→ PROMPT
How many lines in the data below contain the word "metal"? Reply with the number alone.

→ EXERCISE MATERIAL
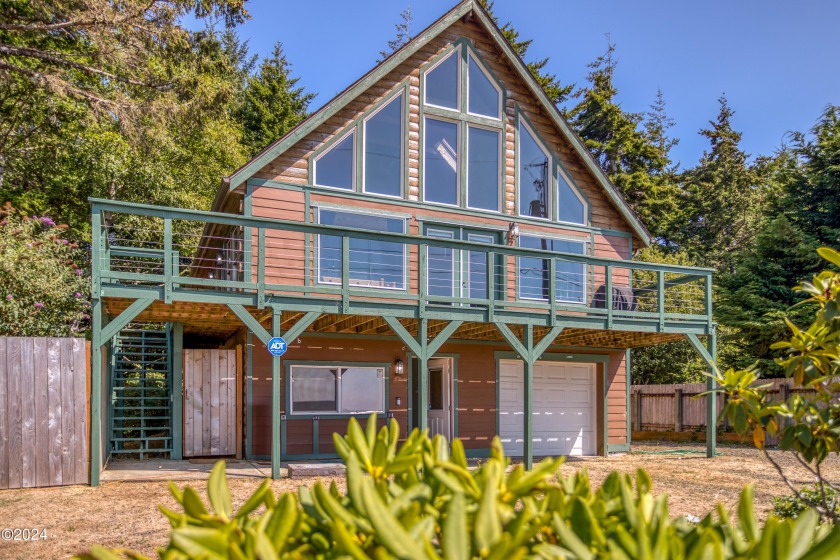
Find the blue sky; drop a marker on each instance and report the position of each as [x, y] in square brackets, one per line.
[777, 62]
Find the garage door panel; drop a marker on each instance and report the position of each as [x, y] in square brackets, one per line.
[564, 408]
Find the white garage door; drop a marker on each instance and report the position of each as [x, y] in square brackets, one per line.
[564, 408]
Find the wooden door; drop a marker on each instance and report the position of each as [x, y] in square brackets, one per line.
[209, 403]
[440, 398]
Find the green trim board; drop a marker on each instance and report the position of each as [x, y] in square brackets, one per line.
[392, 62]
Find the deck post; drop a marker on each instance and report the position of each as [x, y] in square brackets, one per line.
[709, 355]
[96, 393]
[711, 400]
[177, 394]
[276, 456]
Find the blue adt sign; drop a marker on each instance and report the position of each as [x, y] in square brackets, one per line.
[277, 346]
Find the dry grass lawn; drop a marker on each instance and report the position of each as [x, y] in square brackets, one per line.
[125, 514]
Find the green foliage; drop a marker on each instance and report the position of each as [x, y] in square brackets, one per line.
[808, 424]
[791, 507]
[421, 500]
[723, 198]
[554, 89]
[272, 103]
[44, 291]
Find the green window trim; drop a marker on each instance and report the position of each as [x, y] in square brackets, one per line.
[287, 400]
[558, 169]
[357, 128]
[463, 49]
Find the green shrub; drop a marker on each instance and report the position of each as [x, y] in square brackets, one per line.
[790, 507]
[43, 289]
[420, 500]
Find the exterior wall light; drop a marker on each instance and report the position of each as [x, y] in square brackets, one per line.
[513, 233]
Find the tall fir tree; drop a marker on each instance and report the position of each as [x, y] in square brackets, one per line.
[633, 152]
[722, 196]
[273, 104]
[403, 36]
[556, 91]
[815, 190]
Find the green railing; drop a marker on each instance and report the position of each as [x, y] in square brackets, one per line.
[192, 255]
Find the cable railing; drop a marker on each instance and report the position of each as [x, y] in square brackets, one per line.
[186, 250]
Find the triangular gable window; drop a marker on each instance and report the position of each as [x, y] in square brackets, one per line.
[571, 204]
[484, 97]
[442, 82]
[335, 167]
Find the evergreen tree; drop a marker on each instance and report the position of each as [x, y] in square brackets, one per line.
[815, 192]
[634, 153]
[723, 197]
[403, 35]
[556, 91]
[272, 104]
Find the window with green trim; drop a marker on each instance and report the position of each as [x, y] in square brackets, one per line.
[571, 205]
[534, 273]
[335, 167]
[463, 132]
[337, 389]
[373, 264]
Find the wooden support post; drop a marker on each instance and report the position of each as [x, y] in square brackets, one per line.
[637, 412]
[711, 399]
[96, 393]
[276, 456]
[678, 410]
[528, 427]
[177, 394]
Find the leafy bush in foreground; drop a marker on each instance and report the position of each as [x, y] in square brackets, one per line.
[419, 500]
[790, 507]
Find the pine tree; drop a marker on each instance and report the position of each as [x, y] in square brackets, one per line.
[556, 91]
[273, 104]
[634, 157]
[403, 35]
[723, 197]
[815, 191]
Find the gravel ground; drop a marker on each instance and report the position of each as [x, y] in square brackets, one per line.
[124, 514]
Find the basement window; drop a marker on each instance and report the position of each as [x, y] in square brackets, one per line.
[318, 389]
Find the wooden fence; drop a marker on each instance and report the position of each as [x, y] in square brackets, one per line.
[677, 407]
[44, 412]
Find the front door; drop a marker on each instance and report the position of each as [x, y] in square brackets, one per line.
[440, 398]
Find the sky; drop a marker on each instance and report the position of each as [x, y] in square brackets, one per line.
[777, 62]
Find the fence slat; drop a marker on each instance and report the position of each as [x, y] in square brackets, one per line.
[4, 421]
[27, 413]
[14, 412]
[42, 405]
[54, 391]
[68, 406]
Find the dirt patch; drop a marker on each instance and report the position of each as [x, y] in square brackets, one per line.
[125, 514]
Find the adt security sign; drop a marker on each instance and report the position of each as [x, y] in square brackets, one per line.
[277, 346]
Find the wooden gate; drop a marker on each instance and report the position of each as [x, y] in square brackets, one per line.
[209, 403]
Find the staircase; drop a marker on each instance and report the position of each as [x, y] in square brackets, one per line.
[141, 388]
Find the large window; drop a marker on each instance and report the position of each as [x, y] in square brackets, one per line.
[534, 175]
[383, 149]
[337, 389]
[335, 167]
[376, 264]
[534, 273]
[442, 162]
[460, 120]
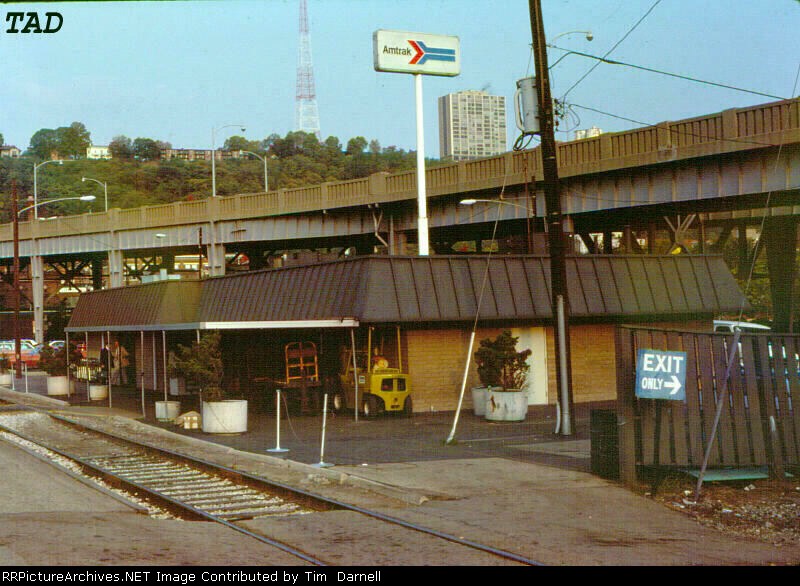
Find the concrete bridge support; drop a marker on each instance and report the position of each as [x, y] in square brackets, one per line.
[37, 291]
[780, 237]
[115, 268]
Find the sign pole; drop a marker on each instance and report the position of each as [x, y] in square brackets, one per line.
[422, 205]
[418, 54]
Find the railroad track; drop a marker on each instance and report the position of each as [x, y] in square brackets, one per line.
[194, 489]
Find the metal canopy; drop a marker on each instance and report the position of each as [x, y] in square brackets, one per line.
[391, 289]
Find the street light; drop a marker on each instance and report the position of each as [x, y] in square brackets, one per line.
[214, 156]
[105, 187]
[15, 214]
[35, 184]
[266, 184]
[589, 36]
[526, 207]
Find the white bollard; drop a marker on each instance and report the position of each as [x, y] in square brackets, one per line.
[278, 449]
[322, 463]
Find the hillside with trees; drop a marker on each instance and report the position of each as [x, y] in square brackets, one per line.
[137, 176]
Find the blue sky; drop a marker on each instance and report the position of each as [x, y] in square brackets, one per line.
[174, 70]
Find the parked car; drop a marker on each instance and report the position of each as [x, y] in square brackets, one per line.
[29, 352]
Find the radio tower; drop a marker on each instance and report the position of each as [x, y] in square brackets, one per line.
[306, 99]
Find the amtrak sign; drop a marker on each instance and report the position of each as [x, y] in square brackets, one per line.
[661, 374]
[405, 52]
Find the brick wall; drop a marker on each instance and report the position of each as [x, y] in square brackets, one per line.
[435, 361]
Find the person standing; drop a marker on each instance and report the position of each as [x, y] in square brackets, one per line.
[120, 375]
[107, 362]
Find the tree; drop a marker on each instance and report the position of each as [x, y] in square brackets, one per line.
[356, 146]
[73, 140]
[240, 143]
[121, 148]
[44, 143]
[146, 149]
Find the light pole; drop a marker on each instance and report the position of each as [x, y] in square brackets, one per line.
[266, 183]
[553, 216]
[35, 184]
[104, 184]
[589, 37]
[214, 156]
[15, 214]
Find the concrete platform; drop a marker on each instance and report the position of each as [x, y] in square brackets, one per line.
[517, 486]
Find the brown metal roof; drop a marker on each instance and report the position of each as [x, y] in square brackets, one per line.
[395, 289]
[162, 305]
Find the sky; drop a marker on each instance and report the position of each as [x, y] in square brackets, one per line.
[183, 71]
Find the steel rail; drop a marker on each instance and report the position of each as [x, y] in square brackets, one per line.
[193, 512]
[290, 491]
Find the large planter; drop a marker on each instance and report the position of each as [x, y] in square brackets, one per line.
[506, 405]
[97, 392]
[167, 410]
[229, 416]
[479, 396]
[57, 385]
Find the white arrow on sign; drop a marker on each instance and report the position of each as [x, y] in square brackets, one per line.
[675, 385]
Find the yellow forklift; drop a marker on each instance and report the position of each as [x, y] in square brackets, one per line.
[367, 380]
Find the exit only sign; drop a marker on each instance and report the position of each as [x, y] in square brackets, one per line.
[661, 374]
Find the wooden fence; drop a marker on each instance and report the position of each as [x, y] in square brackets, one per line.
[759, 423]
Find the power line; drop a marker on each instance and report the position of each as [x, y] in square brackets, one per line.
[694, 79]
[611, 50]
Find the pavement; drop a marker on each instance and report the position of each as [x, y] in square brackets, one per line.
[517, 486]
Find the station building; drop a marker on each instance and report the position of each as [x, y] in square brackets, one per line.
[421, 312]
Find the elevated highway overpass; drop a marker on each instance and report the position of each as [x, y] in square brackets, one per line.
[733, 168]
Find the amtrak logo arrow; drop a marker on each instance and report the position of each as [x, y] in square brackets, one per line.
[675, 385]
[424, 53]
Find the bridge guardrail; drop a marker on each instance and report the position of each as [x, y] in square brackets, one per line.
[722, 132]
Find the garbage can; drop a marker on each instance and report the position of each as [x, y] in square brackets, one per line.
[604, 442]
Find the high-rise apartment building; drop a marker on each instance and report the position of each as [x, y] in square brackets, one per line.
[472, 124]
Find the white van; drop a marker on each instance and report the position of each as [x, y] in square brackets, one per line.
[726, 326]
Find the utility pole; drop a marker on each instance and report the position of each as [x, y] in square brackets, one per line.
[552, 196]
[17, 342]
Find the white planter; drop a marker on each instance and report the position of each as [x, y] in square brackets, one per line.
[97, 392]
[167, 410]
[506, 406]
[479, 396]
[57, 385]
[228, 416]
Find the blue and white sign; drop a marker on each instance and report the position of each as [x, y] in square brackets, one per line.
[661, 374]
[407, 52]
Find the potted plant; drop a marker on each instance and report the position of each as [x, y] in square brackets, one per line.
[200, 365]
[489, 376]
[506, 370]
[98, 378]
[54, 362]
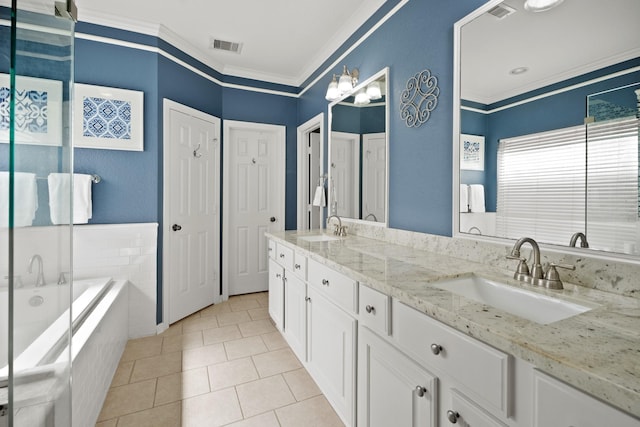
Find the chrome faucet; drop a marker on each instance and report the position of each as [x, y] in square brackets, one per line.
[339, 230]
[40, 279]
[583, 240]
[550, 279]
[522, 272]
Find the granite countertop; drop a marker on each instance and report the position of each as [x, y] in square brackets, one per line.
[597, 351]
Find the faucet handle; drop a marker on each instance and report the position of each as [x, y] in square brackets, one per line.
[552, 277]
[565, 266]
[522, 270]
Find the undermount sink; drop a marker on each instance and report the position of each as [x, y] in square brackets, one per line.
[529, 305]
[319, 238]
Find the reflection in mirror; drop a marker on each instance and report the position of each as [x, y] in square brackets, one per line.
[548, 125]
[358, 152]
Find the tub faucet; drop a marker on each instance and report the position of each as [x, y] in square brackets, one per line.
[40, 279]
[583, 240]
[522, 272]
[339, 230]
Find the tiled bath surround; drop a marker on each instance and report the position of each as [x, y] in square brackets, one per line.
[615, 276]
[120, 251]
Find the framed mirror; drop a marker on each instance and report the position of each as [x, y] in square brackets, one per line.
[359, 152]
[546, 124]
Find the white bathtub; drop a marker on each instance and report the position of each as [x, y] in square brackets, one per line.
[100, 331]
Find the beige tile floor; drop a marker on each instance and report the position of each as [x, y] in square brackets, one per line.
[226, 365]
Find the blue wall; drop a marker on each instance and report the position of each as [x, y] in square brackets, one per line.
[418, 36]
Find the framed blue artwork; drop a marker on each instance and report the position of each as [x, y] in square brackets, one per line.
[471, 152]
[38, 110]
[108, 118]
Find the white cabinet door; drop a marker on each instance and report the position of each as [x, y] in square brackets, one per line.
[331, 353]
[465, 412]
[276, 293]
[295, 306]
[557, 404]
[393, 390]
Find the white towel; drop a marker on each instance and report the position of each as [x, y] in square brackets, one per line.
[476, 197]
[59, 198]
[25, 199]
[464, 198]
[320, 198]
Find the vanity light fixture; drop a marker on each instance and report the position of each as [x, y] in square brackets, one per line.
[348, 80]
[541, 5]
[362, 98]
[332, 91]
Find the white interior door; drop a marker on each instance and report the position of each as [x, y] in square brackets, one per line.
[254, 184]
[192, 210]
[374, 176]
[345, 173]
[313, 180]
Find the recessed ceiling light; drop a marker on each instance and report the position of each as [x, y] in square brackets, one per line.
[519, 70]
[541, 5]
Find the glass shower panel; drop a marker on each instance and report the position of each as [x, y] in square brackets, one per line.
[613, 203]
[35, 86]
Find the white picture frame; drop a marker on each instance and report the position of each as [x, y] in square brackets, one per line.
[38, 111]
[471, 152]
[108, 118]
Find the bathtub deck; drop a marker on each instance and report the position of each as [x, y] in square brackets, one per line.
[226, 365]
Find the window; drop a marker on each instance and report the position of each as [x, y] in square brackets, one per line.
[543, 190]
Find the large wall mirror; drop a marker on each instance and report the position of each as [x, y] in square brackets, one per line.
[358, 152]
[546, 123]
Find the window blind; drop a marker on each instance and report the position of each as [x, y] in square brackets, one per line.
[543, 192]
[541, 185]
[612, 185]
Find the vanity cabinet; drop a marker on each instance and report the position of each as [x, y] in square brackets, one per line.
[478, 370]
[331, 353]
[393, 390]
[276, 293]
[462, 411]
[295, 314]
[560, 405]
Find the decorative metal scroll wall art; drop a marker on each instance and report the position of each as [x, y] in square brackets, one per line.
[419, 98]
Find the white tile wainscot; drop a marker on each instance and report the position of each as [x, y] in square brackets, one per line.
[122, 252]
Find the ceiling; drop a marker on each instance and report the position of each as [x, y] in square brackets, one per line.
[283, 41]
[574, 38]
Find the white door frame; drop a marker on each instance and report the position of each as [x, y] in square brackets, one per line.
[303, 169]
[281, 140]
[167, 106]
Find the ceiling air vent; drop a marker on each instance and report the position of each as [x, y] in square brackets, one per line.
[225, 45]
[501, 11]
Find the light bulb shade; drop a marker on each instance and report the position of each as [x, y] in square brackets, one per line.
[344, 84]
[332, 91]
[361, 98]
[541, 5]
[373, 90]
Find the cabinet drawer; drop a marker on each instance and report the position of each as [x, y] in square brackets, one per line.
[335, 286]
[285, 256]
[300, 266]
[272, 249]
[558, 404]
[374, 310]
[481, 371]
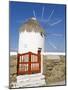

→ OUTPUT
3